Apart from the pictures, every entry below must be given again exactly.
--- Exercise material Enclosed Below ---
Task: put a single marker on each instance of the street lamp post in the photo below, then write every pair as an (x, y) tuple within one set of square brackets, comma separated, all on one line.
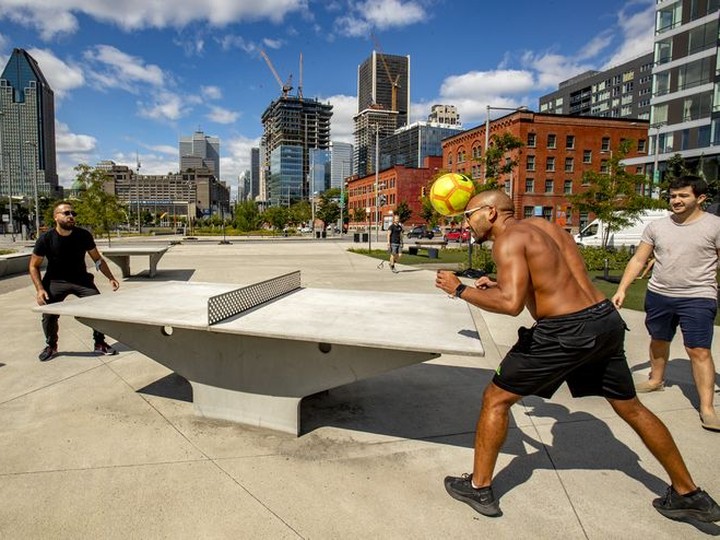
[(377, 178), (35, 192), (655, 181)]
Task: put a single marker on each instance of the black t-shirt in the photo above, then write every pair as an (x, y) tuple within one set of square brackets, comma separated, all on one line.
[(65, 255), (395, 233)]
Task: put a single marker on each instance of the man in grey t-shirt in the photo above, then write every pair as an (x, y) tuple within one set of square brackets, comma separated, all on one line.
[(682, 290)]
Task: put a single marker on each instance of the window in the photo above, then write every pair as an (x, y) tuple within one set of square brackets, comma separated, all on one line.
[(530, 163)]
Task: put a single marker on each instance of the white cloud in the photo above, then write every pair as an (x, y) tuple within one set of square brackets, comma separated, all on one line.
[(211, 92), (112, 68), (165, 107), (638, 30), (67, 142), (222, 116), (342, 126), (61, 76), (59, 16), (380, 14)]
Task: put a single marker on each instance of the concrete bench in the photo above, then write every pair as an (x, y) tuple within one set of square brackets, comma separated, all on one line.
[(432, 248), (14, 263), (121, 257)]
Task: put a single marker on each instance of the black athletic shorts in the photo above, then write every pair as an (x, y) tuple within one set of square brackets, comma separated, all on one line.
[(584, 349)]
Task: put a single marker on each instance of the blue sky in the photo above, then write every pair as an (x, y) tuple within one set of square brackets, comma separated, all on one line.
[(133, 76)]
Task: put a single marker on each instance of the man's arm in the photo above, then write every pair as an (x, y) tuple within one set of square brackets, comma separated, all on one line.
[(633, 268), (101, 265), (41, 295), (508, 293)]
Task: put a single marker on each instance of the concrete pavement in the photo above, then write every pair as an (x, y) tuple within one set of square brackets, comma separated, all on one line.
[(110, 447)]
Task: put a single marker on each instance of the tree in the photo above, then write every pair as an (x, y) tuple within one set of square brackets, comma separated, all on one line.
[(98, 209), (497, 162), (615, 197), (247, 217), (403, 211)]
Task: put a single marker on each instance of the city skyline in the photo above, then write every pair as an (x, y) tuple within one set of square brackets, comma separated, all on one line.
[(133, 81)]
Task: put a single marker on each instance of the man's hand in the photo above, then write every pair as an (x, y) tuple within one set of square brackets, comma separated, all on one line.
[(485, 282), (41, 297), (447, 281)]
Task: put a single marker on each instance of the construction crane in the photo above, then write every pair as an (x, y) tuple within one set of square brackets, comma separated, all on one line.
[(394, 84), (285, 87)]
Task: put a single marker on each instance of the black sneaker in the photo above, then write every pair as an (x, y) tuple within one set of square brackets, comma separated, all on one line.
[(696, 505), (104, 349), (481, 499), (47, 353)]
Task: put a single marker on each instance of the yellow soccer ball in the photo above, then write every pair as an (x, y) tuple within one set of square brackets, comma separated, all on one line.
[(450, 193)]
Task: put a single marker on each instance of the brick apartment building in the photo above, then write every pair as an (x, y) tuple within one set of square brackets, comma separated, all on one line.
[(557, 151), (396, 184)]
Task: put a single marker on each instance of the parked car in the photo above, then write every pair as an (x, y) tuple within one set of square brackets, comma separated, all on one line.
[(457, 235), (420, 232)]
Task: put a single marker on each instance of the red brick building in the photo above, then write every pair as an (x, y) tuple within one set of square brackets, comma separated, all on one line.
[(397, 184), (557, 150)]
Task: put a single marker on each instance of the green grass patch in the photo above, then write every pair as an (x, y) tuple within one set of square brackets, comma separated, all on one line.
[(447, 256)]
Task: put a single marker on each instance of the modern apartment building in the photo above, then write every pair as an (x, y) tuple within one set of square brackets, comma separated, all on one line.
[(557, 150), (291, 127), (200, 151), (384, 81), (188, 193), (27, 130), (371, 126), (341, 163), (410, 145), (444, 114), (685, 104), (622, 91), (254, 187)]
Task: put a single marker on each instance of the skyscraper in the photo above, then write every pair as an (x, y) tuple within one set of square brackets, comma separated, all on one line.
[(291, 127), (27, 130), (384, 81), (200, 151)]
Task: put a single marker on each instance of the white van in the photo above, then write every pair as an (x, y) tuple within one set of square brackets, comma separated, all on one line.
[(593, 233)]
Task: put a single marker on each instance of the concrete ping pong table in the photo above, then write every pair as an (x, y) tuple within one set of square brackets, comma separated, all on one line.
[(252, 353), (121, 257)]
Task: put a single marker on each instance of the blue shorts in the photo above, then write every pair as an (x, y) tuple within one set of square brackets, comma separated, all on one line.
[(696, 317)]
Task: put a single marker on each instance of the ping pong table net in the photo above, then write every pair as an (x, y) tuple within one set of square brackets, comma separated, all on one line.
[(226, 305)]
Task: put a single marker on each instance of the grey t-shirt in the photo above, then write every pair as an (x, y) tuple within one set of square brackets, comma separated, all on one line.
[(686, 256)]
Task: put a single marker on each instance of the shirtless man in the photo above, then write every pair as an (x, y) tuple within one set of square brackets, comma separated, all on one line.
[(578, 338)]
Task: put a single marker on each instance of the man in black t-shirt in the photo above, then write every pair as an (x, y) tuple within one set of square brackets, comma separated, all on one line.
[(65, 247), (395, 241)]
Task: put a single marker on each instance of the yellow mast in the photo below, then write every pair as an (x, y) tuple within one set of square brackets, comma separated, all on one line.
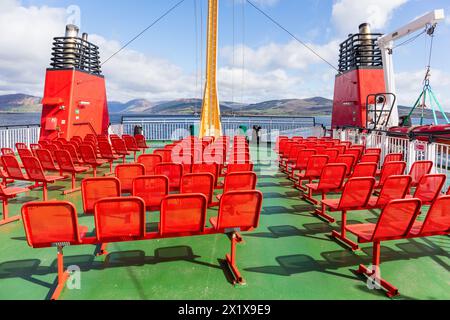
[(210, 123)]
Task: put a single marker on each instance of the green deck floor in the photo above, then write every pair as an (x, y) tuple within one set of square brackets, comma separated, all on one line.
[(290, 256)]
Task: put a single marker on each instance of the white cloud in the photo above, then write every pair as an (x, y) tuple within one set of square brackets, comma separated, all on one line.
[(348, 14)]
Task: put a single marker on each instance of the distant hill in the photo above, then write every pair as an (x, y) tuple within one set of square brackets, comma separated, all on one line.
[(20, 103), (316, 106)]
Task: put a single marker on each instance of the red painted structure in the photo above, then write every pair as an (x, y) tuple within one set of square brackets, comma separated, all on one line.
[(350, 93), (74, 104)]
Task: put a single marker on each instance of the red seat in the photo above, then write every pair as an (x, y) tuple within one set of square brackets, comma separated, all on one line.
[(418, 170), (183, 214), (356, 195), (332, 154), (120, 148), (95, 189), (198, 183), (7, 152), (394, 188), (20, 145), (107, 153), (212, 168), (131, 145), (152, 189), (66, 165), (90, 158), (173, 171), (47, 160), (36, 173), (301, 162), (120, 219), (150, 161), (373, 151), (394, 168), (370, 157), (365, 169), (5, 195), (349, 160), (331, 179), (430, 187), (313, 170), (141, 142), (165, 154), (239, 181), (126, 173), (240, 167), (395, 222)]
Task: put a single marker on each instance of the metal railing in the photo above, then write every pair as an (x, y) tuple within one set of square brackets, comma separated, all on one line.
[(414, 148), (11, 135), (175, 127)]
--- End of Enclosed Exercise material ---
> Response to this exercise:
Task: put a single marker on each instance of the street lamp post in the photo below, then write every pair as an (x, y) tuple within one set of square brackets, comma separated, all on one line.
[(377, 178), (35, 192), (655, 181)]
Task: put a single marker on each instance of the black t-shirt in the photo above, then write every pair as an (x, y) tuple within one set of square brackets, comma separated, all on one line.
[(65, 255), (395, 233)]
Task: put a single marker on each instance of the man in grey t-shirt in the photo above, then write every pair as an (x, y) tuple within one set of square brackets, comma separated, all on one line.
[(682, 290)]
Task: put a single marker on each instance of the window in the photo above, then write every pair as an (x, y) tuple within one set of square brackets, comma separated, all on one line.
[(530, 163)]
Task: put a single marker on each instance of the white cloud in the photo above, then write every pair as an (x, y) tuple within one set of square brackets, comma separated, all on one line.
[(211, 92), (112, 68), (165, 107), (638, 30), (67, 142), (222, 116), (342, 126), (61, 76), (59, 16), (380, 14)]
Task: put a single marker on each instance of the concrete bench in the photo above, then write every pair as an (x, y) tuple within one set of square brackets, comma separated, all on one line.
[(432, 248), (14, 263), (121, 257)]
Task: put a single marker on each instance of the black athletic shorts in the photo above, then write every pair as an (x, y) tuple within one set of square brackets, comma separated, all on one line.
[(584, 349)]
Task: put a single marker on each instance of the blue sky in the photo above, then write every pair as an (x, y) tuple within one set of square brackets, comma separated, all on one line.
[(133, 76)]
Task: put a single marker on each instance of the man's arm in the photo above, then write every pair as an (x, y) tuple within one set of square brackets, comma separated, all on one line.
[(633, 268), (101, 265), (41, 295), (508, 293)]
Task: put a single marker on each instance of the concrete pavement in the photo above, then write every pair as an (x, y) tuple within one set of square brackets, comma separated, all on one line.
[(110, 447)]
Task: put a single marker on each instance of the tree in the photo above, then write every pair as an (x, y) tuple within one set of square brackets, comma separated, all on one line.
[(98, 209), (497, 162), (615, 197), (247, 217), (403, 211)]
Task: put a single marker on each instance of the city skyline in the photo above, then write every pair as an (x, y) tuple within one set of square brackets, comma separated, all on one line.
[(133, 81)]
Task: put a single marker on each instance of the man's hand in the photo above, then write every pair as an (x, y) tuple within one set of square brackets, comma separated, all on one line.
[(485, 282), (41, 297), (447, 281)]
Task: put a single marker on each instance of the construction crane in the photo above, then write every pair as an (x, y) tuple within one set of square brackets, comma separated, all on one line.
[(394, 84), (285, 87)]
Task: put a single marker on each instance of the black sneaker in the photo above, then write every pair as an (x, y) tuple within one set of square brackets, comma separated, all on one line.
[(696, 505), (104, 349), (481, 499), (47, 353)]
Task: put a single marker on each instance of the yellow soccer ball in the photo above, then write every pair as an (x, y) tuple within one set of square brackets, comma separated, all on one line.
[(450, 193)]
Task: put a single marker on each instance of the brick apartment building in the photo above, then write every pair as an (x, y) tuple within one set of square brackets, comma separated, all on one line.
[(557, 151), (396, 184)]
Task: put a single marker on each instance of the parked car in the photo above, then write every pair as an (x, y) tuple within one set of square brackets, comma separated, all on one line.
[(457, 235), (420, 232)]
Task: put a single marker on each instance of the red brick building in the photo above, then write every pair as an (x, y) tuple within one set of square brackets, comma separated, all on one line.
[(397, 184), (557, 150)]
Task: put a single marker on each instance of the green grass patch in the photo above, then write every pair as an (x, y) tuple within one set of square brackets, comma separated, all on one line.
[(447, 256)]
Task: put a single marker on each instance of the modern apartment building in the photo above, then write every pair as an (x, y) tuple within one set of square brackets, comma separated, all on one line.
[(557, 150), (291, 127), (200, 151), (384, 81), (188, 193), (27, 130), (371, 126), (341, 163), (410, 145), (444, 114), (685, 104), (622, 91), (254, 187)]
Task: put a single marker on each instance of the skyscraper in the photo above, then write every pair as an (x, y) tuple within one set of square brackets, comma separated, all on one line.
[(291, 127), (27, 130), (384, 81), (200, 151)]
Task: put a single marker on each instance of the white van in the photo above, then write every pair as an (x, y) tuple within one set of square brackets, comma separated, all on one line.
[(593, 233)]
Task: put a single marker on each instance of the concrete ping pong table in the photo above, then write every pair as an (x, y) tuple within one set of square brackets, comma separated, all on one line.
[(252, 353), (121, 257)]
Task: put a single marker on each instance of the blue shorts in the photo above, then write every pair as an (x, y) tuple within one set of square brackets, comma separated, all on one line.
[(696, 317)]
Task: put a single marker on each instance of the ping pong table net in the photo above, then write every pair as an (x, y) tuple within one set of square brackets, comma separated, all on one line.
[(226, 305)]
Task: put a single marker on each instance of the grey t-shirt in the photo above, then write every pair as an (x, y) tuple within one set of square brackets, comma separated, all on one line.
[(686, 256)]
Task: put a single marker on each instance of the shirtless man in the photo above, then write every pair as an (x, y) tuple within one set of square brackets, comma separated, all on one line.
[(578, 338)]
Task: put a single marker on each instance of the man in black t-shirt in the photo above, then write every pair as an (x, y) tuple within one set of square brackets, comma separated, all on one line.
[(65, 247), (395, 241)]
Task: put a single marker on each instance of the yellow mast in the photo below, then write every pair as an (x, y) tuple within one set of square brackets, comma separated, all on one line.
[(210, 123)]
Task: put a single marker on each instance of the green deck floor in the photo above, then write every pair as an (x, y) tuple within one set of square brackets, comma separated, all on one line.
[(290, 256)]
Task: put a single marker on each instance of the white cloud in the photo above, then write every pair as an (x, y) tuple within one set of square brackets, comma separated, all on one line.
[(348, 14)]
Task: put a single marker on each instance of the distant hill in the photo above, then write every pair as an (x, y) tuple within one set of square brackets, comma separated, all on one line.
[(20, 103), (316, 106)]
Task: put a single marker on each instance of the red painted structure in the photo above, then write every pair as an (x, y) tuple within one set of square brackets, comma separated, all on one line.
[(350, 93), (74, 104)]
Task: put a single marker on each instance of the red seat in the photo above, then write every pair as an (x, y) tuple within one set of square brackets, comma separated, all on one line.
[(418, 170), (183, 214), (356, 195), (332, 154), (120, 148), (95, 189), (198, 183), (7, 152), (394, 188), (20, 145), (107, 153), (212, 168), (131, 145), (152, 189), (66, 165), (90, 158), (173, 171), (47, 160), (36, 173), (301, 162), (120, 219), (150, 161), (373, 151), (394, 168), (370, 157), (365, 169), (5, 195), (349, 160), (331, 179), (430, 187), (313, 170), (141, 142), (165, 154), (239, 181), (126, 173), (240, 167), (395, 222)]
Task: put a single marker on each instance of the metal railing in the photo above, then write every pair as an (x, y) tuple within one set of square brackets, comma separated, all on one line.
[(414, 148), (11, 135), (175, 127)]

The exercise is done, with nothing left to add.